● Exercise description:
The answer should be an exact copy of the data.

● Input:
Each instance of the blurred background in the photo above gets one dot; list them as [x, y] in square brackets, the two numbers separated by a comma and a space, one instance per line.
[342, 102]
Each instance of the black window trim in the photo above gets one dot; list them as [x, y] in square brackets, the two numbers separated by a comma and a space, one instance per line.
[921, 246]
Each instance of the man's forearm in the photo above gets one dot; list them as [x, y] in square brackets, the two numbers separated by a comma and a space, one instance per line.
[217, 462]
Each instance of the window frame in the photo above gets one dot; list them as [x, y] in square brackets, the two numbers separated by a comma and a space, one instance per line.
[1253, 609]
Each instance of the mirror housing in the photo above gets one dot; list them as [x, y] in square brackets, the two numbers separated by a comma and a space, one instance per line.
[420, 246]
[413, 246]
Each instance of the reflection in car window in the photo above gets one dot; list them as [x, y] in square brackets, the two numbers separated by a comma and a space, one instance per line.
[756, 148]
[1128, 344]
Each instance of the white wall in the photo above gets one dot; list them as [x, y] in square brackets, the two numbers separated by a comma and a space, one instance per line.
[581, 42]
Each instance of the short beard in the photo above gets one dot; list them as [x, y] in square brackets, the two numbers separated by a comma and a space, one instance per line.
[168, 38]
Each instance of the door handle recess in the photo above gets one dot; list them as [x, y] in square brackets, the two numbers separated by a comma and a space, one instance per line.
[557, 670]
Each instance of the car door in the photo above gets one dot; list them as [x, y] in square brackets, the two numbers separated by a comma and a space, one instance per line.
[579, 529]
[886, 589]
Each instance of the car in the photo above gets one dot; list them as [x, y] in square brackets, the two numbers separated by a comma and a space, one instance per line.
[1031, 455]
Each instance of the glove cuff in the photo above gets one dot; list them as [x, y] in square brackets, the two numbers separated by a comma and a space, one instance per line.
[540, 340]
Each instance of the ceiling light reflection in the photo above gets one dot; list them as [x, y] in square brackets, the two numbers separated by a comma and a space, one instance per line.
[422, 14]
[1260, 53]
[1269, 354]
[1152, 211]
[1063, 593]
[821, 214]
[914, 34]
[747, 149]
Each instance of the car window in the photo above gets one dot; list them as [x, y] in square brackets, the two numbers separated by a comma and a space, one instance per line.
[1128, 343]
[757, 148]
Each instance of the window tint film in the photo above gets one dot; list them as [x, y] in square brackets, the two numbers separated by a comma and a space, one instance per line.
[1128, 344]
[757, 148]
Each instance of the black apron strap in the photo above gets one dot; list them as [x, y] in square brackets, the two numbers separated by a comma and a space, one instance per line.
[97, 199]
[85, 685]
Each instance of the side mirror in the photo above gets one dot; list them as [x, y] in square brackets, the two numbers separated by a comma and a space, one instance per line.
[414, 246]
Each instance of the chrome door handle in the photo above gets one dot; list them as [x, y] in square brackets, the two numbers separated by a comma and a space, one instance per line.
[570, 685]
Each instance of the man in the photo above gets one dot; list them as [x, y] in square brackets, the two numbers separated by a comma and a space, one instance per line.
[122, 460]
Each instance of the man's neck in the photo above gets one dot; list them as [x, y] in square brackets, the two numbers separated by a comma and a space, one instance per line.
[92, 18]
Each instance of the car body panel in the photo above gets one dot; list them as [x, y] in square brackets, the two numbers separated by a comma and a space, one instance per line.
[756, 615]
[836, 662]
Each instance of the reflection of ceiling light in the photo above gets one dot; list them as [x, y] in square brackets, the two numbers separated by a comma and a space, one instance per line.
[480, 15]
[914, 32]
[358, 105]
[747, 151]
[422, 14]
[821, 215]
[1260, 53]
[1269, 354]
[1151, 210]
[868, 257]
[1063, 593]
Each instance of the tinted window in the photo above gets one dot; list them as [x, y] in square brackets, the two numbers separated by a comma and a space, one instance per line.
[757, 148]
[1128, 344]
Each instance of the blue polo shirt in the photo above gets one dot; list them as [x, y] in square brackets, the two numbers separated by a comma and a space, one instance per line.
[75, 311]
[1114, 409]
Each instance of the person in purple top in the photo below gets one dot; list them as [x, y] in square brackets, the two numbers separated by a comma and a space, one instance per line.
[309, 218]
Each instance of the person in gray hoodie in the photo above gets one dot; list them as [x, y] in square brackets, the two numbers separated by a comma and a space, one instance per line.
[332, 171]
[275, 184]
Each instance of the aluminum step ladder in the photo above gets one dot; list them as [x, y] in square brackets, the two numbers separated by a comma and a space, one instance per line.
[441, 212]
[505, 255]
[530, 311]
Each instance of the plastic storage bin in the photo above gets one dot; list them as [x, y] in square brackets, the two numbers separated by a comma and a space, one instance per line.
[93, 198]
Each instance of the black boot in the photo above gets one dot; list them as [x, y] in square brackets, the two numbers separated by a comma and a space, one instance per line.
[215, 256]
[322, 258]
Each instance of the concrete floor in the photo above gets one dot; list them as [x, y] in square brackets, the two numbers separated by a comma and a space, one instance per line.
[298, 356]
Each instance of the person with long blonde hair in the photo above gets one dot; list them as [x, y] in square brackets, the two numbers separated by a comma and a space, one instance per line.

● Output below:
Each instance of the blurred background in the photo above gets one dot; list them as [x, y] in square brackets, the two numbers separated by a comma and a space, one instance per line.
[342, 102]
Each instance of the black window trim in the photo above gets one dot; list them as [x, y] in square brackets, the two numbers separated by a comma and a space, one instance per line.
[921, 246]
Each instance of the man's forearm in the photo above gets one dot; list them as [x, y] in square brackets, the two numbers separated by a comma and a space, one instance per line.
[217, 462]
Each instance of the window frame in the photo above gets one dot; list them as [x, y] in square brackets, the two numbers separated by a comma and a space, one instance per line.
[1253, 609]
Each instance of the mirror housing in the photo above gets one dot; list them as [x, y] in square brackets, the two numbers separated by a comma and a space, one instance per line.
[420, 246]
[413, 246]
Each instance of the reflection in car window in the photo above gets one dot; list them as [x, y] in square brackets, the two numbers separated by a comma and a space, one instance per line.
[756, 148]
[1128, 344]
Each instance of the white wall in the photo above gets one dot; list them as [x, y] in square brackets, the two numbers separated by a comma and a space, one instance per line.
[581, 42]
Each instance of the short beard in the photo above gets one dot; list them as [x, y] in square brackets, the two numbers separated by a comma and a space, one instance per line.
[168, 38]
Each instance of the door handle recess in the photo above gets one dot; list them as [x, y] in square brackets, the two numbers separated by a comma and a space, one instance per line.
[557, 670]
Each instance of the car door in the photo above gets one dot; list them as [x, y] in square brackets, the two numbers separated by a comma and a space, one instance per line.
[579, 529]
[886, 589]
Each instance of the car in the photo above gets one dot; list them as [x, y] in square brackets, the two numbers separated by a comma and a space, one instance per line.
[1031, 455]
Each instance of the glove cuff in the photo above gets one dot; list them as [x, y] in square brackets, the two numbers separated by a comma and a space, one instance per line.
[540, 340]
Each instance of the ceiling light reflection in the photo above gets one dot; list them as [x, y] in square brackets, the two numbers separated by a comma and a space, one instance per line.
[422, 14]
[1260, 53]
[1269, 354]
[1152, 211]
[1063, 593]
[821, 214]
[914, 34]
[747, 149]
Each instance of the car window in the photo above gets one dot; list them as [x, y] in square brackets, the two numbers separated by a comma and a space, one instance per line.
[1128, 343]
[757, 148]
Each instance of the window tint film in the photo above gets one dot; list them as [x, y] in square brackets, the two numbers separated by a comma and a space, one instance per line.
[1128, 344]
[757, 148]
Each instance of the black apron strap in the photo above gets one dot; list them as [x, y] in square brackets, the two numbers separated by a comma and a space, one instance per line.
[97, 199]
[85, 685]
Each instance of the side mirror in the photo above gets one dot; list them as [x, y] in square brackets, the two numbers separated by a comma and a space, one instance per line.
[414, 246]
Each instance of the chrome door handle in the photo above gets one dot; list them as [x, y] in square brackets, the two numbers separated by a comma and a space, one instance per line.
[570, 685]
Each instance of the man in the photo above gets one dot; list them as [x, y] in square brackets, the two numbers separated by a comma and a space, one instance per line.
[122, 460]
Each instance of the man's neck in the photo above gets one dot; list them as [x, y] in square brackets, the two numbers separated by a comma and a space, one instance per line.
[92, 18]
Each instance of the car body panel in the photo above gets one dot; list them as [x, y] in square brackets, the two numbers separated by a comma and a space, one instance per line.
[756, 615]
[836, 662]
Each instance of the reflection of ceiling light in the photo above gets one dot; list them as [x, y] in square brackets, the two numbers separated by a comma and a space, one instance per line.
[480, 15]
[914, 32]
[358, 105]
[747, 151]
[422, 14]
[821, 215]
[1260, 53]
[1269, 354]
[1151, 210]
[868, 257]
[1063, 593]
Each instance of the tinted window in the photo above gets one dot; list them as [x, y] in square brackets, the two numbers separated by a comma and a space, one instance per line.
[757, 148]
[1128, 344]
Each instance of the blue polo shirt in the photo above gets one dot; list them as [x, y] in square brackets, the two numbers separated by a comma and a space, one instance per line.
[75, 311]
[1114, 409]
Each instance of the person in purple top in the photo below gets one dot; list them as [x, y] in square brackets, the two numbers separated by a comma and a space, one instance per line.
[309, 218]
Each instance of the person in gray hoodie in the photo above gets one dot; list them as [x, y] in square brackets, the two numbers separated by a comma and a space, one instance per line.
[332, 171]
[275, 184]
Each instance of the aluminum step ladder in the photo above gets one dot; list them as [x, y] in square brackets, the two numbers separated by a comma and a space, one instance per line.
[441, 212]
[505, 255]
[530, 311]
Each instance of the plastic storage bin in the photo above gets one dot; list them as [x, y] in square brackets, the two numbers separated by a comma and a space, one instance per line.
[93, 198]
Each instance of the black boot in the photo above gets one dot; list them as [x, y] in square brackets, the two numbers separated by a comma and a space, one instance per line.
[215, 256]
[322, 258]
Each instance of the concrete floor in the photo above gets one dot; list them as [x, y] in square brackets, the two numbers separated by a comma and a space, one instance per line.
[298, 356]
Each instance of the person with long blonde hair in the photo above gets one dot; list them as [x, y] in square brackets, the two numbers separated by a comma and a space, one instance per line.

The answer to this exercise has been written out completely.